Task objective -
Carry on the essay below about comforting people in their misery, starting right after its final sentence.

Source document -
Sunday, 18 January 2026

Thought Picnic: When Support Becomes Self-Insertion

A Childhood Memory

It was July 1977. My father had lost his great-aunt, the wife of my great-grandmother's younger brother. From letters he and his great-uncle exchanged in the 1960s, I could see this man had been a highly respected mentor and confidante. The funeral would take place in our hometown, and we would all attend.

At the graveside, as the priest finished the oblations of dust to dust and ashes to ashes, we all proceeded to sprinkle earth on her coffin. At that moment, I became inconsolably distraught. I began bawling and weeping, overcome with grief. I literally became a distraction. Even as we left the graveside, people continued to console me.

One thing I noted about that day was that no one else, not even the grandchildren, put up such a performance. I was genuinely affected, but others might have wondered why I was weeping more than the directly bereaved.

Learning to Respond

Understanding how to respond to human misery is essential in ways that may not be easily understood. We often mistake our kind of engagement as sharing in the burden of others' misery when it is not.

This became quite apparent to me after my first encounter with cancer. Before that, I had neither the understanding nor the frame of reference to appreciate what people were going through. I could offer a sense of concern, perhaps a lot of sympathy, and possibly some empathy.

On occasion, I have inserted myself into another's misery by narrating my own tale of woe instead of listening to them and offering both comfort and succour.

Nowadays, my experience of cancer, its mental toll, pain, and other life issues makes me knowledgeable enough. Yet I would never suggest to someone in that situation that I know what they are going through, even when I understand their predicament based on what I have experienced.

Data shown -
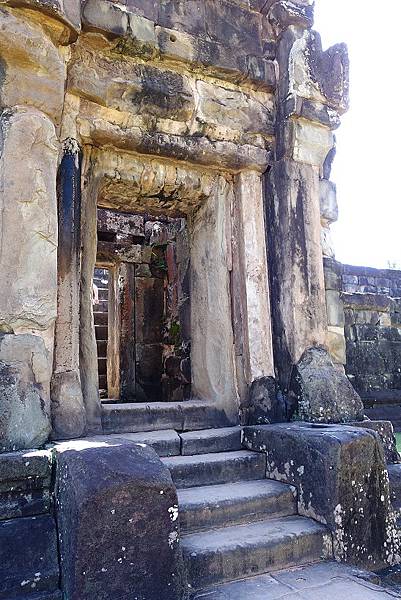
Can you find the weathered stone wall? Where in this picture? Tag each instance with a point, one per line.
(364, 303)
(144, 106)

---

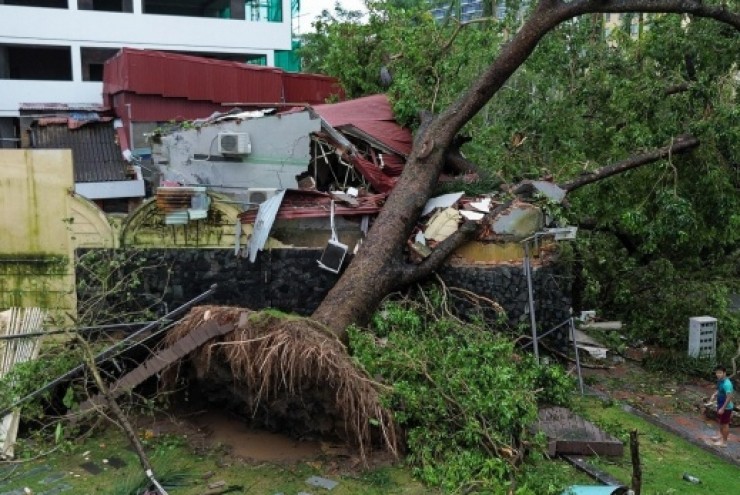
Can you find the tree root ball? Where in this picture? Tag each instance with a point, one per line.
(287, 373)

* * *

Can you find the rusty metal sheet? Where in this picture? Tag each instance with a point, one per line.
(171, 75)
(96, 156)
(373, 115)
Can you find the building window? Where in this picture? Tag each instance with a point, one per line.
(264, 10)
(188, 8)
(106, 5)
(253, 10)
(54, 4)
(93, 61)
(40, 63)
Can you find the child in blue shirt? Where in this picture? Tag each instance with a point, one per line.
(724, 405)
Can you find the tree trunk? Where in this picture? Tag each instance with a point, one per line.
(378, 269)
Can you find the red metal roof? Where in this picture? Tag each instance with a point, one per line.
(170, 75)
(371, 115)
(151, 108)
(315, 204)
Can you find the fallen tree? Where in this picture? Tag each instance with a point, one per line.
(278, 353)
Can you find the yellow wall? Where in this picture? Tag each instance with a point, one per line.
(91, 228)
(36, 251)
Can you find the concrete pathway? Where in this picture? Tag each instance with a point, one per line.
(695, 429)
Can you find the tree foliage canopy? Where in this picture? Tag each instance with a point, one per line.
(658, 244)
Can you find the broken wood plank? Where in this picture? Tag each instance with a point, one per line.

Answer to the exercise -
Finding the Balance

Fundamentally, what is important is not being more affected than those who are truly affected, more distressed than those genuinely distressed, or becoming too ingrained in a situation to which we have no direct connection or relationship. We need to be aware of the degree of affinity, determined from intimate to acquaintance, and further to belonging, whether in a community or through some other sense of identification.

Then again, there is a place for activism on behalf of others. Causes with which we identify can benefit ourselves and others, addressing issues like disengaged officialdom, injustices, advocacy, and knowledge sharing, as I do when informing others about prostate cancer.

However, my prostate cancer awareness activity does not become one where I begin to bear the prostate cancer risk of others. That is not helpful to anyone, and that is the broader lesson: be conversant without becoming absorbed, be understanding without becoming overbearing, and beware of inserting yourself into an issue so completely that you become the issue through how you express yourself about matters for which you have deep feelings.